▸ **Written exercise**:
Copy the listing below word for word, keeping every line in its original order and form.

(Location identification items)

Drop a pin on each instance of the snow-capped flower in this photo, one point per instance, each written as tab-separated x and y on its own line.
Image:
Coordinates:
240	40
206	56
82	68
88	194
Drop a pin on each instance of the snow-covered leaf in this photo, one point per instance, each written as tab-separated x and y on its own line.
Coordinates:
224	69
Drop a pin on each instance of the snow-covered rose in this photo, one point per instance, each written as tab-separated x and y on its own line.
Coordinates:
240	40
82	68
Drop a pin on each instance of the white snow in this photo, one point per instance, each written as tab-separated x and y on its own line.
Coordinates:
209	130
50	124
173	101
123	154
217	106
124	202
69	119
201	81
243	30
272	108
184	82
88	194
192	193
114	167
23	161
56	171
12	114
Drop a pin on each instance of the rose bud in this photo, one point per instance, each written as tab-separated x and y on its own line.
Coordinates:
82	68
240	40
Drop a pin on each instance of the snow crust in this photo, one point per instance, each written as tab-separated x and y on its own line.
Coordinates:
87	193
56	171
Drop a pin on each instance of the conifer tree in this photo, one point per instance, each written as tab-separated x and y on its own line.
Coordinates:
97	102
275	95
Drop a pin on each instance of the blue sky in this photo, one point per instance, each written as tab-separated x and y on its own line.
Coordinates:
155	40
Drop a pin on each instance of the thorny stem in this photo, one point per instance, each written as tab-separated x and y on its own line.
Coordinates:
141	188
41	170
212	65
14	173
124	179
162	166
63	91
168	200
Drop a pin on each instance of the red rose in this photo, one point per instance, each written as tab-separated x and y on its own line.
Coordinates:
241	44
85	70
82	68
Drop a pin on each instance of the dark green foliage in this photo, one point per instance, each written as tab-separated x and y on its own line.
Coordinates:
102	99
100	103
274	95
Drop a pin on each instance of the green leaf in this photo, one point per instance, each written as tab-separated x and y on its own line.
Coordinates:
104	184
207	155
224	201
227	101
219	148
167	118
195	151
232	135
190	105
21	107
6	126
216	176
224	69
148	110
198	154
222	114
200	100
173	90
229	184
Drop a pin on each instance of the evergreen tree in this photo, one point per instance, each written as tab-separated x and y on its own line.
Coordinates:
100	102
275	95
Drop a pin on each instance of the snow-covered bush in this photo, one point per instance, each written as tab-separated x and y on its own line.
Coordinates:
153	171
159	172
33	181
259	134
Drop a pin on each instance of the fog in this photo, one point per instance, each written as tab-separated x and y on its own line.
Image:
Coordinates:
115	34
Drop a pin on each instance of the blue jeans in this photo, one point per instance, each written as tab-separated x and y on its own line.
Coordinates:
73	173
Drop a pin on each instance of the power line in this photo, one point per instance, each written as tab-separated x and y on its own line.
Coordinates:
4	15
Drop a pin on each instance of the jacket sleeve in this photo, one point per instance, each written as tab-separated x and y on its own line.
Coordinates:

▸ **Output for this task**:
Drop a pin on each instance of the snow-capped flower in this photo, one point per instance, each written as tab-separated x and y on its own line.
Image:
Coordinates:
240	40
206	56
82	68
88	194
Drop a pin on each instance of the snow-covered leaf in this photo, one point per instance, each written as tab-separated x and y on its own line.
Coordinates:
224	69
Drop a pin on each instance of the snow-covered rose in this photo, one point per instance, each written as tab-separated x and y on its own line.
Coordinates:
240	40
82	68
Drop a pin on each instance of the white snow in this photo, one point per instance, each written as tab-separated x and y on its own line.
Coordinates:
209	130
50	124
173	101
123	154
217	106
124	202
69	119
201	81
243	30
272	108
184	82
88	194
192	193
114	167
23	161
56	171
12	114
Drop a pin on each instance of the rose bud in this photo, one point per instance, each written as tab-separated x and y on its own line.
Coordinates:
82	68
240	40
Drop a pin on each instance of the snow crust in this photo, one point per instance, each written as tab-separated x and y on its own line.
Coordinates:
87	193
56	171
Drop a pin on each instance of the conifer tree in this photo, one point per instance, each written as tab-separated x and y on its own line.
Coordinates:
97	102
275	95
Drop a pin on each instance of the blue sky in this photo, one point per instance, each written as tab-separated x and y on its own line.
Coordinates:
155	40
Drop a pin on each instance of the thorny stem in this photo, one point per instance, each written as tab-separated x and y on its own line.
Coordinates:
141	188
41	170
212	65
14	173
124	179
162	166
63	91
168	200
Drop a pin on each instance of the red rose in this photo, one point per instance, each written as tab-separated x and y on its own line.
Coordinates:
241	44
85	70
82	68
Drop a pin on each instance of the dark green foliage in this photo, one point per instance, each written as tab-separated x and y on its own line.
Coordinates:
102	99
100	103
274	95
Drop a pin on each instance of the green leaf in this photo, one point per instance, each written as tab-separated x and y on its own line.
Coordinates:
104	184
207	155
224	201
227	101
219	148
167	118
195	151
232	135
190	105
21	107
6	126
216	176
224	69
148	110
198	154
222	114
200	100
173	90
229	184
Drop a pin on each instance of the evergreen tree in this photo, one point per instance, each written as tab-separated x and y on its own line.
Coordinates:
100	102
275	95
Drop a pin on each instance of the snow-covered bush in this photo, one point per instance, each written as tab-separated x and y on its own line.
Coordinates:
153	171
159	172
33	181
259	134
Drop a pin on each instance of the fog in this photo, one point per instance, each written as tab-separated x and y on its own line.
Image:
Coordinates:
115	34
Drop a pin on each instance of the blue jeans in this photo, one point per instance, each written as tab-separated x and y on its own line.
Coordinates:
73	173
Drop a pin on each instance of the power line in this photo, one point per instance, each written as tab-separated x and y on its own line.
Coordinates:
4	15
Drop a pin on each instance of the jacket sleeve in this photo, one point per instance, each written as tab-separated x and y on its own line.
Coordinates:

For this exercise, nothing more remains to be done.